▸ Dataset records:
━━━━

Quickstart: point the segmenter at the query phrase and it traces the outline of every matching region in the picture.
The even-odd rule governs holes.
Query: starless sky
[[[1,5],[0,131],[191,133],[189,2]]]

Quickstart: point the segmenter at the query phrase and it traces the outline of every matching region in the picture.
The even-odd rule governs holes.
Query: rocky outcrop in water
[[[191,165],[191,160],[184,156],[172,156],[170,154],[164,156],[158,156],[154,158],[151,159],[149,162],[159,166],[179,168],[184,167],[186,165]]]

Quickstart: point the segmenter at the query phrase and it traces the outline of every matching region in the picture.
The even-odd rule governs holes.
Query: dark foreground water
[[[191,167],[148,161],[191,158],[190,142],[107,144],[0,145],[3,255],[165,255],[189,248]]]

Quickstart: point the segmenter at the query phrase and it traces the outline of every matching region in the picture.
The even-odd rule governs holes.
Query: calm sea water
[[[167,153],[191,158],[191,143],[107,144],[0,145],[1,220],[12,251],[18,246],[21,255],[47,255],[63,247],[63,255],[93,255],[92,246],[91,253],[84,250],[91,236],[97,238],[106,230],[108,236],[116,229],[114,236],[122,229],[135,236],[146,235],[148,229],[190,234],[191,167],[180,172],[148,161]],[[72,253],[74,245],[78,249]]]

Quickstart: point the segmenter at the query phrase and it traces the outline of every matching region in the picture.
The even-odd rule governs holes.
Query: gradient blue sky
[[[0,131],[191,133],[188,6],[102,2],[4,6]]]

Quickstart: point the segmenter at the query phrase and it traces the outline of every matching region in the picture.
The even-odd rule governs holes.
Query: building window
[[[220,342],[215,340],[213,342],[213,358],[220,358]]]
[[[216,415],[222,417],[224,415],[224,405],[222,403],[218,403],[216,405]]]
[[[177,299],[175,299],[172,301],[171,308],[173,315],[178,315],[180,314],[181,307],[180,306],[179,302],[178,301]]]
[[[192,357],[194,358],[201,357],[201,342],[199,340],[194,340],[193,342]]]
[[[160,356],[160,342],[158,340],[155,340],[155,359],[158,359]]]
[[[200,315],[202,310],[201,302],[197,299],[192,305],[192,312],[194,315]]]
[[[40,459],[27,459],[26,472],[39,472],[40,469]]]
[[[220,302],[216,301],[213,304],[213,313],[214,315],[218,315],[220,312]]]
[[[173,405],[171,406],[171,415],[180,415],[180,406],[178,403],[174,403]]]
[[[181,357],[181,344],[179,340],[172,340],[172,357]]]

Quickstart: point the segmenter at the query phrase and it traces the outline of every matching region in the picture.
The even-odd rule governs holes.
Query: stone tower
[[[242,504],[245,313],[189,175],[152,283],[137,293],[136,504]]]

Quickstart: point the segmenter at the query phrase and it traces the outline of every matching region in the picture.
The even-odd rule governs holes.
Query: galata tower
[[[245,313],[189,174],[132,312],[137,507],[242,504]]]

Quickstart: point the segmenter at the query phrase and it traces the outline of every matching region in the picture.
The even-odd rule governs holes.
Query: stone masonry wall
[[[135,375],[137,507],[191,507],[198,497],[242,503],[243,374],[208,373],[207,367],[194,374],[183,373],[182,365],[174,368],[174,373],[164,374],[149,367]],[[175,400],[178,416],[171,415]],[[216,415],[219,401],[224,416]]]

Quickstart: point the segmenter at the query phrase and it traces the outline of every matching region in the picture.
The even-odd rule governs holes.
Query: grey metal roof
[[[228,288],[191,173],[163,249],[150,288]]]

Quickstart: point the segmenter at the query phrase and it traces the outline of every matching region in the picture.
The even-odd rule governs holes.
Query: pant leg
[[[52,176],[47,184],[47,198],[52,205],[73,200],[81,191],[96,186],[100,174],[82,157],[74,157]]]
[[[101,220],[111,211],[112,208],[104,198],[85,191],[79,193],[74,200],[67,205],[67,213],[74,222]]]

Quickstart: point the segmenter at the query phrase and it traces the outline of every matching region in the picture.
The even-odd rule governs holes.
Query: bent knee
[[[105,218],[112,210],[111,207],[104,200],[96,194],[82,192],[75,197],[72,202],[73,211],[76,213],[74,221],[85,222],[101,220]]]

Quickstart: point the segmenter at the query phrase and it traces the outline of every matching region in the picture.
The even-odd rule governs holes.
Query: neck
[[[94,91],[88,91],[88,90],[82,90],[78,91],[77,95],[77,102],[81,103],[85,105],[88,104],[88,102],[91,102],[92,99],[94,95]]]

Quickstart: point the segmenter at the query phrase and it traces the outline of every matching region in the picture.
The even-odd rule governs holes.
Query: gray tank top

━━━━

▸ Problem statement:
Report each line of the material above that contains the string "stone", treating uppercase and lowercase letters as distinct.

▸ Answer to this exercise:
Query: stone tower
Query: stone masonry wall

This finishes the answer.